[PATCH v2 06/07] drm/amdgpu: add option params to enforce process isolation between graphics and compute

Christian König christian.koenig at amd.com
Wed Jun 7 12:07:42 UTC 2023


Am 07.06.23 um 12:57 schrieb Chong Li:
> enforce process isolation between graphics and compute via using the same reserved vmid.
>
> v2: remove params "struct amdgpu_vm *vm" from
>      amdgpu_vmid_alloc_reserved and amdgpu_vmid_free_reserved.
>
> Signed-off-by: Chong Li <chongli2 at amd.com>

Reviewed-by: Christian König <christian.koenig at amd.com>

> ---
>   drivers/gpu/drm/amd/amdgpu/amdgpu.h     |  1 +
>   drivers/gpu/drm/amd/amdgpu/amdgpu_drv.c | 10 +++++++++-
>   drivers/gpu/drm/amd/amdgpu/amdgpu_ids.c | 17 +++++++----------
>   drivers/gpu/drm/amd/amdgpu/amdgpu_ids.h |  6 ++----
>   drivers/gpu/drm/amd/amdgpu/amdgpu_vm.c  | 22 +++++++++++++++++-----
>   5 files changed, 36 insertions(+), 20 deletions(-)

Information supplied:
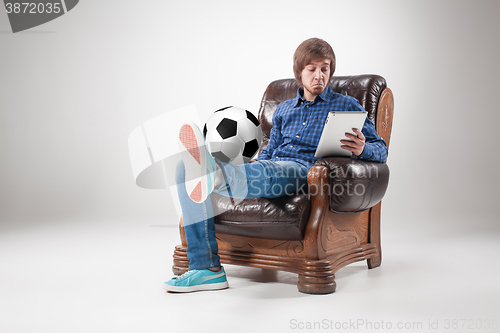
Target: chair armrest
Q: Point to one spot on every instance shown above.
(355, 185)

Complete the following:
#1 Based on the patch message, decide whether each statement is true: (a) the isolation is enforced by using the same reserved vmid; (b) the patch changes six files; (c) Christian König reviewed the patch. Answer yes or no for each, quoting the words of the patch message that decide it.
#2 Reproduce the patch message word for word, from "Christian König christian.koenig" to "amdgpu_vmid_alloc_reserved and amdgpu_vmid_free_reserved.".

Set of answers:
#1
(a) Yes: "via using the same reserved vmid"
(b) No: "5 files changed, 36 insertions(+), 20 deletions(-)"
(c) Yes: "Reviewed-by: Christian König <christian.koenig at amd.com>"

#2
Christian König christian.koenig at amd.com
Wed Jun 7 12:07:42 UTC 2023


Am 07.06.23 um 12:57 schrieb Chong Li:
> enforce process isolation between graphics and compute via using the same reserved vmid.
>
> v2: remove params "struct amdgpu_vm *vm" from
>      amdgpu_vmid_alloc_reserved and amdgpu_vmid_free_reserved.